═════ ИСХОДНЫЙ ТЕКСТ ═════

Шли пешком по берегу моря. Разговаривали. «У моря дру­гого берега нет»(Тимур).

Шли, шли и пришли наконец.

В — «Дальние страны».

Эта запись и повесть «Дальние страны», рассказы «Голу­бая чашка», «Чук и Гек» открывают богатство лиризма в душе автора, в его отношении к жизни вообще, к детям — в наи­большей степени, что не мешает гражданственному звуча­нию произведений. Любовь, сдержанная нежность Гайдара проявляются и в лаконичной, как в дневнике, конкретности языка; во внимании к речи детей (в дневнике: «Уморя другого берега нет» — Тимур); в точности, в естественности интона­ции; в синтаксическом построении фраз, передающих осо­бенности мировосприятия ребенка: «Зимою очень скучно. Разъезд маленький. Кругом лес. Заметет зимою, завалит сне­гом — и высунуться некуда. Одно только развлечение — с горы кататься. Но опять, не весь же день с горы кататься? Ну прокатился раз, ну прокатился другой, ну двадцать раз про­катился, а потом все-таки надоест, да и устанешь. Кабы они, санки, и на гору сами вкатывались. А то с горы катятся, а на гору — никак» — это начало повести «Дальние страны».

Действительно, беда, если санки в гору не катятся. Здесь нет иронии. Писатель и сам именно так расценивает труд­ность катания с горы. В нем жива память детства. Она сохра­няет не столько факты, сколько именно состояние души, чув­ствования, ощущения: было хорошо, уютно, тепло, радостно или было плохо; помнится, что все это было неприятно, как-то грустно; хотелось или не хотелось... Вот и здесь, в повес­ти: «Петька да Васька дружили. А Сережка вредный был. Драться любил». Так рассказчик вводит читателя в свои вос­поминания-чувствования. Все естественно, правдиво и про­сто. Далее в повести разворачиваются события необыкновен­ные — идет энергичное строительство, принципиально изме­няющее жизнь разъезда. Дети не наблюдатели, хотя и наблюдать за происходящими изменениями интересно. Они включаются в дела взрослых и случайно, и сознательно... Сюжет увлекает, потому что конфликты мальчишек натураль­ны. Еще бы: «Дальние страны, те, о которых так часто мечта­ли ребятишки, туже и туже смыкали кольцо, надвигались на безымянный разъезд № 216». В итоге он «с сегодняшнего дня Уже не разъезд, а станция «Крылья самолета», и Алешине, и новый завод, и эти люди... и Петька — все это части одного огромного и сильного целого, того, что зовется Советской страной».

═════ УЧЕБНЫЙ МАТЕРИАЛ ═════

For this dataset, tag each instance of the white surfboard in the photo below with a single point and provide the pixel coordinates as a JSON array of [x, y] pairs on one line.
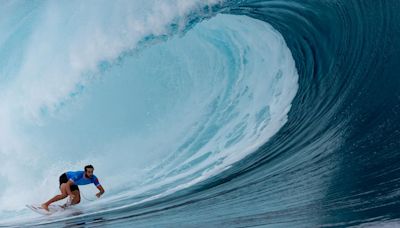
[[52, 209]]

═════
═════ УЧЕБНЫЙ МАТЕРИАЛ ═════

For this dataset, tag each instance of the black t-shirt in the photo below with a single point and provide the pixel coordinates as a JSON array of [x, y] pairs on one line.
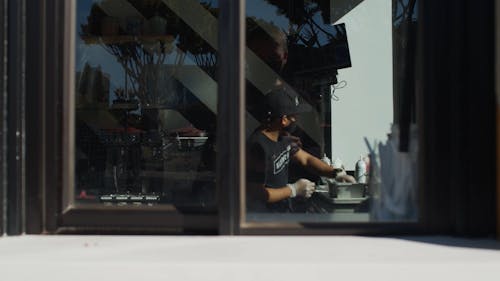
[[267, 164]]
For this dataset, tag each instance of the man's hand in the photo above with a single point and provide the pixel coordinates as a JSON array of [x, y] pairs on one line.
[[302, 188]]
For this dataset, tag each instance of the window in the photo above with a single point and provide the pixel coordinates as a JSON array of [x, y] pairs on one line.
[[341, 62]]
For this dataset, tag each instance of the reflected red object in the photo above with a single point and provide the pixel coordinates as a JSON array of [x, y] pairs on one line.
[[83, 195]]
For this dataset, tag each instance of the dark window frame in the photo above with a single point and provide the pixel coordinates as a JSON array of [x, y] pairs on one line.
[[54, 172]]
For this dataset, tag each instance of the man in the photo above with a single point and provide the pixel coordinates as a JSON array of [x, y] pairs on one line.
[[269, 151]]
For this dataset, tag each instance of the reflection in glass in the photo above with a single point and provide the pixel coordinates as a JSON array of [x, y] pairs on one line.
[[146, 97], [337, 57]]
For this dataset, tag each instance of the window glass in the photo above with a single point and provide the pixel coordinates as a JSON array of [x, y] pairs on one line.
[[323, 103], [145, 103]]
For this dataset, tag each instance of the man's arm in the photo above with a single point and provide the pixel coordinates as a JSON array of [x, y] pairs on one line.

═════
═════ УЧЕБНЫЙ МАТЕРИАЛ ═════

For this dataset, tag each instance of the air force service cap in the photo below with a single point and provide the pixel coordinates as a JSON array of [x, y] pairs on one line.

═════

ЗАДАНИЕ 1:
Как, согласно тексту о прозе Гайдара, называется станция, которой становится разъезд № 216 в повести «Дальние страны»?
ЗАДАНИЕ 2:
Напишите продолжение текста о прозе Гайдара, начиная сразу после его последнего предложения.

ОТВЕТ 1:
Станция «Крылья самолета».

ОТВЕТ 2:
Любить и беречь свою страну. Рассказ «Чук и Гек» (1939) — одно из самых лучших творений писателя. Прозрачно чис­тый, точный язык. Светлый юмор. Лирическая интонация. Занимательна загадочная напряженность неизвестности даже самых ближайших событий. Буквально солнечная детская ра­дость открытия братьями новых мест, новых людей. Сама по себе поездка в ту сказочную «далекую советскую Сибирь», куда возгласами «Счастливого пути!» провожали скорые поезда маль­чишки с разъезда № 216, а потом со станции «Крылья самоле­та»... А за всем за этим, за словами ~ ласковая и лукавая улыб­ка автора. Он все понимает и все знает наперед. Но он чувст­вует, переживает все так же зажигательно непосредственно, как и реальные герои семейного путешествия в тайгу, где за­просто можно наткнуться на волка или на медведя.

Началось все самым обыденным образом. Поссорились, как обычно, Чук и Гек. Гек выбросил в окно металлическую коробку Чука. А в ней вместе с другими нужными вещами — «серебряные бумажки от чая, конфетные обертки (если там был нарисован танк, самолет или красноармеец), галчиные перья для стрел, конский волос для китайского фокуса и еще всякие очень нужные вещи» — со всеми этими вещами вмес­те лежала непрочитанная телеграмма... Она извещала, что по­ездку в Сибирь надо отложить, потому что папа отбывает в экспедицию. Но... то ли «коробка попала в сугроб и теперь лежала глубоко под снегом, то ли она упала на тропку и ее утянул какой-нибудь прохожий, но, так или иначе, вместе со всем добром и нераспечатанной телеграммой коробка навеки пропала».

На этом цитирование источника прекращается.